Excerpted text
···
Note, that I do not include risk_community in any of the models because after thinking about it I realized that this would totally corrupt the ability to use the final model on unseen data such as book 6 because it’s calculation already includes the event that I want to predict. The only thing that one could answer with such a model would be if a certain character dies if and only if one know the status of all other characters.
# set resampling
control <- trainControl(method="cv", number=10 )
# train the model
model <- train(status~.,
data = train[c(5:9, 11, 13:17)],
method="lvq",
preProcess = c("center", "scale"),
trControl=control)
# estimate variable importance
importance <- varImp(model, scale = FALSE)# plot importance
plot(importance)5.2 SPOT-CHECKING-ALGORITHMS AND PRE-PROCESSING
Obviously the first question that rises at this point is which algorithms is best to train a model on my data . Unfortunately no one method dominates all others over all possible data sets. Thus this question can only be answered by experience and trial and error. Since I lack the former I rely more on the latter. My approach here is to start with 5 rather common algorithms that are a mix of tree based, linear, and non-linear approaches that are no assemble algorithms. More precisely, I will use Logistic Regression, CART, Naive Bayes, K-Nearest-Neighbors, Support Vector Machine with Radial Basis Function Kernel, and a Neural Net.
When training models one also must consider any potential pre-processing of the data because many (but not all!) models expect data to be transformed before one can apply the algorithm. Other for example, expect no missing values. Generally speaking, this process involves, transformations, dealing with missing values, dimension reduction, and removing redundant features. There are quiet a few options for pre-processing that one may wants to consider though there is no single blueprint for this step. I decided to run each of the models in three different versions: with no transformation, with standardized continuous variables, and with PCA scores.
···
Dataset rows
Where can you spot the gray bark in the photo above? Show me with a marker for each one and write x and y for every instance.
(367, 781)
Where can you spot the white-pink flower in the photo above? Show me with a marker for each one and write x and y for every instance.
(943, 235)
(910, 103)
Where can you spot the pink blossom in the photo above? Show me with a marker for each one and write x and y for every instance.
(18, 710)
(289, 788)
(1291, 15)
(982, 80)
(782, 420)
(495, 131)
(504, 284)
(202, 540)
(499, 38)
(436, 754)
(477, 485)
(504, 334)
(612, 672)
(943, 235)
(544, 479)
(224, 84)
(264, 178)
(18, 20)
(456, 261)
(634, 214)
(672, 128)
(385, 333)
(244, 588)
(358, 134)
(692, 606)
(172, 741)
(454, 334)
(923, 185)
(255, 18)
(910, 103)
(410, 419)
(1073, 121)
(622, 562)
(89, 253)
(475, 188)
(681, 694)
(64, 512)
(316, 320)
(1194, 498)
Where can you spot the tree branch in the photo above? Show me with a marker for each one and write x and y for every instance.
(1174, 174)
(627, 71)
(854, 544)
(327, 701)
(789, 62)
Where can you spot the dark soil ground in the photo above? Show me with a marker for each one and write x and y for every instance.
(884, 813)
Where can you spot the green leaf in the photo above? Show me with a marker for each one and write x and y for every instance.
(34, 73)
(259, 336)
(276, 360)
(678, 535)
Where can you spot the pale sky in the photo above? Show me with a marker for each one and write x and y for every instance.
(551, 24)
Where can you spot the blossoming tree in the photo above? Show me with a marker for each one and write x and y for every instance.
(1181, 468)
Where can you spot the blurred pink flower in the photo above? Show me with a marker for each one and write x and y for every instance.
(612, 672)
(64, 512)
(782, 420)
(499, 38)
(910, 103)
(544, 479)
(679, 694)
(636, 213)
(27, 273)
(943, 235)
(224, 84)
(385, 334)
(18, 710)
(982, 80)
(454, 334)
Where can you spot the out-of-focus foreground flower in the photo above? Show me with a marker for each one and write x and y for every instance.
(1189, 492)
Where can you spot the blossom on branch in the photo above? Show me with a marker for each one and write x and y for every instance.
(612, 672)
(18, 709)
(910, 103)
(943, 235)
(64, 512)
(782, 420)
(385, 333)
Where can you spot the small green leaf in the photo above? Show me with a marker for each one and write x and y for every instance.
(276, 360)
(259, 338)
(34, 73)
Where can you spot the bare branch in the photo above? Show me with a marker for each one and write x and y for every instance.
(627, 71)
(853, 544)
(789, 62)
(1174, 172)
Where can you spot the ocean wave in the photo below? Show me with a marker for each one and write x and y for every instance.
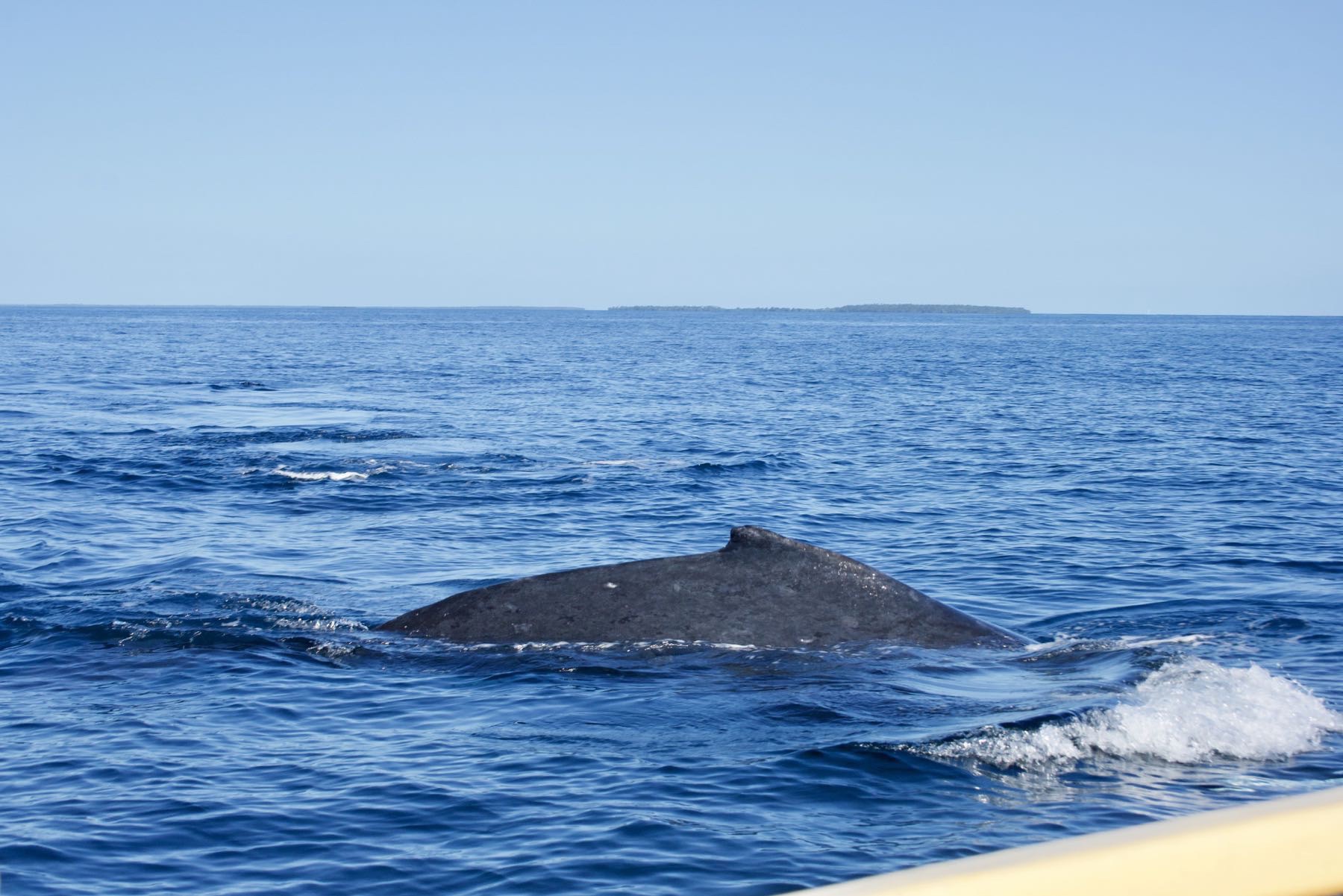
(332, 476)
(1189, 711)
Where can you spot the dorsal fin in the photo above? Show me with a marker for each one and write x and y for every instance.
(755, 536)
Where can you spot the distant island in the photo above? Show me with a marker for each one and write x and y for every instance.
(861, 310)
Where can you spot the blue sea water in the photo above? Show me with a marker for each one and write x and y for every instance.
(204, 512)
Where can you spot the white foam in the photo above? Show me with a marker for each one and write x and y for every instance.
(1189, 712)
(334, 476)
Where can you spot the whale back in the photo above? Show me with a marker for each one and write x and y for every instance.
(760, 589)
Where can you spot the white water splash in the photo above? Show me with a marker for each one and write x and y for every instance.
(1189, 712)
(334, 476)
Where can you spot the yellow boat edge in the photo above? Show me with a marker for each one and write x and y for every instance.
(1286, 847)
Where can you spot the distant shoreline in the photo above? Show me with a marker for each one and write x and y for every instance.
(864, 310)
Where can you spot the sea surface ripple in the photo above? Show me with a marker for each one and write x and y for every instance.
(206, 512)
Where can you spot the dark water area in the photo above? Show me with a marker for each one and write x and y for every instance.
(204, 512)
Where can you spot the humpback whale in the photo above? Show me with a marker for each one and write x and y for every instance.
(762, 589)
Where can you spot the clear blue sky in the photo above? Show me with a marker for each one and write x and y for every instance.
···
Quote the model-training text above from "# estimate variable" to "a Neural Net.".

# estimate variable importance
importance <- varImp(model, scale = FALSE)# plot importance
plot(importance)5.2 SPOT-CHECKING-ALGORITHMS AND PRE-PROCESSING
Obviously the first question that rises at this point is which algorithms is best to train a model on my data . Unfortunately no one method dominates all others over all possible data sets. Thus this question can only be answered by experience and trial and error. Since I lack the former I rely more on the latter. My approach here is to start with 5 rather common algorithms that are a mix of tree based, linear, and non-linear approaches that are no assemble algorithms. More precisely, I will use Logistic Regression, CART, Naive Bayes, K-Nearest-Neighbors, Support Vector Machine with Radial Basis Function Kernel, and a Neural Net.